- Document text
● ● ● ● ●
Just the names alone are so similar and they are quiet near each other I always wondered if they were ever related to each other in some way linguistically or what exactly?
The Gauls did speak a Celtic language, which was therefore partially similar to the Gaelic language (though Gallic and Gaelic do not belong to the same subdivision of the Celtic language family). On the other hand, the etymologies of both terms seemingly are different: Gaul can be traced back to the same Germanic root that all produced Wales and that meant stranger, and more specifically “Celt.” On the other hand, “Gael” comes from a native Irish ethnonym (something we call an endonym), Goidel (hence the modern name of a group of Celtic languages including Manx, Scottish and Irish Gaelic: Goidelic). On the other hand, it is not impossible that there was indeed a link, either because the Germanic word that produced Gaul and Wales comes from a Celtic ethnonym [1] or because there is some IE root behind that. I am no historical linguist and cannot provide more information on this possible (or rather, non-impossible) common origin; however, if we stick to the past couple of millennia, both terms are unrelated, though they strangely enough designate two people from the same linguistic group.
● ● ● ● ●
- Job A
Do these statements agree with the Gaul and Gael text? (i) Gallic and Gaelic belong to the same subdivision of the Celtic language family. (ii) "Gael" comes from a native Irish ethnonym. (iii) The Germanic root traced behind "Gaul" also produced "Wales." Answer yes or no for each, quoting the words of the text that decide it.
- Job B
What does the Gaul and Gael text read like between "Just the names" and "or what exactly?", inclusive, if you substitute "historically" for "linguistically"?

Data records:
● ● ● ● ●
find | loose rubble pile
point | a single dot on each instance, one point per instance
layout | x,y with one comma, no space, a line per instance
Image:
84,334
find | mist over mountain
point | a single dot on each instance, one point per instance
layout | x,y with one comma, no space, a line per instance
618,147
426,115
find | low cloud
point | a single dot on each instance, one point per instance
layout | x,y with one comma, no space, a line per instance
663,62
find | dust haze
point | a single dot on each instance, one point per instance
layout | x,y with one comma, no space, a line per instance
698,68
● ● ● ● ●
- Full solution A
(i) No: "though Gallic and Gaelic do not belong to the same subdivision of the Celtic language family"
(ii) Yes: "“Gael” comes from a native Irish ethnonym (something we call an endonym), Goidel"
(iii) Yes: "Gaul can be traced back to the same Germanic root that all produced Wales"

- Full solution B
Just the names alone are so similar and they are quiet near each other I always wondered if they were ever related to each other in some way historically or what exactly?